Object point labels ->
_ _ _ _ _

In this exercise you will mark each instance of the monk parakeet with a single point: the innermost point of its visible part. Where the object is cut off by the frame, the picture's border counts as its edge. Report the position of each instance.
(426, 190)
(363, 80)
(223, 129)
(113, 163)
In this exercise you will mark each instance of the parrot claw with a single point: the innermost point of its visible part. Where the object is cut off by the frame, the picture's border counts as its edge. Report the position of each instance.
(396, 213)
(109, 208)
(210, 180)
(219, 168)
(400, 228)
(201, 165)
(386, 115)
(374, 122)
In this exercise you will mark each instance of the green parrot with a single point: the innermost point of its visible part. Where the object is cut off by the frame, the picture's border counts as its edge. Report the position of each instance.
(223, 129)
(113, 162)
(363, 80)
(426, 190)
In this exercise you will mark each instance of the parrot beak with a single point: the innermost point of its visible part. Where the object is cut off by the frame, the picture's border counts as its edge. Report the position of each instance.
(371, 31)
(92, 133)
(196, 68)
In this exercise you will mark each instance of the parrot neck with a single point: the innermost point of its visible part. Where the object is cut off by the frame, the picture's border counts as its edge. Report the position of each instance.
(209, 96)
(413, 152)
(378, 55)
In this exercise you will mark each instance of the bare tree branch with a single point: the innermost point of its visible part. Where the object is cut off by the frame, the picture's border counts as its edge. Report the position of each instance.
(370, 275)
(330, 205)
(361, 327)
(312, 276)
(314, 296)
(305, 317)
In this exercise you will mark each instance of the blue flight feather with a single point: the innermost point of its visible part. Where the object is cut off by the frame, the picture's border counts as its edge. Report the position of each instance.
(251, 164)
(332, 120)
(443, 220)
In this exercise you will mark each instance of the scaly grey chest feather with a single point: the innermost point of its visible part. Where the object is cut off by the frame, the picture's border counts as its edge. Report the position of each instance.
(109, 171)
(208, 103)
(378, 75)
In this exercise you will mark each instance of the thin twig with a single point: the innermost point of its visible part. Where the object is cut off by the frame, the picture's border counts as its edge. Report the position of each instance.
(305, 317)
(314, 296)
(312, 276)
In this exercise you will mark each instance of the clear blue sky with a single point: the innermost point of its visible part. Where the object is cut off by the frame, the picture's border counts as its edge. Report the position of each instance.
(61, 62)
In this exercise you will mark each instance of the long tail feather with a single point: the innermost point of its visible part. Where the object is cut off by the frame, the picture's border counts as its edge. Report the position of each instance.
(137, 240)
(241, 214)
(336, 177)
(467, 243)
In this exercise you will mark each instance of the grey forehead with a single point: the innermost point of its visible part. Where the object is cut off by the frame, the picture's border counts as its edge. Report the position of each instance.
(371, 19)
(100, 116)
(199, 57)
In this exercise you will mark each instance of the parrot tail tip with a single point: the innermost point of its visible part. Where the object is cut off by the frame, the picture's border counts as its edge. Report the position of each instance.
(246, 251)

_ _ _ _ _

TASK BRIEF -> Every line from the one containing "In this exercise you will mark each instance of the thin" through the end of the entries above must be echoed exactly, with both ends kept.

TASK OUTPUT ->
In this exercise you will mark each instance of the thin twig with a single point: the innermost point of its visible part. Where the object is cut off by the frame, the picture's border counts as its edge. Report the position of each instance.
(305, 317)
(314, 296)
(312, 276)
In this exercise you will mark each instance of the clear blue sky with a single point: the innermost point of its visible part. Where the object is cut off by the frame, the picture's border counts as its edge. Report the position of each instance.
(61, 62)
In this exercise you will mark each instance of the long tail feather with a single point: the innermost point of its visible part. Where the object is cut off by the frame, the picture's border counts as its edge. Report the position of each instance.
(137, 240)
(241, 214)
(336, 177)
(467, 243)
In this exercise you will mark each instance of the grey forehead with a single point: the innermost point of its visible part. Where the object is cut off by the frame, the picture's border counts as its edge. Report the position of each instance.
(371, 19)
(100, 116)
(199, 57)
In this exercise you will mark each instance of the parrot tail tip with a single point: the innermost point of its visible part. Where the object is cut off by the frame, the picture's border counts as its edge. Report the position of each instance.
(246, 251)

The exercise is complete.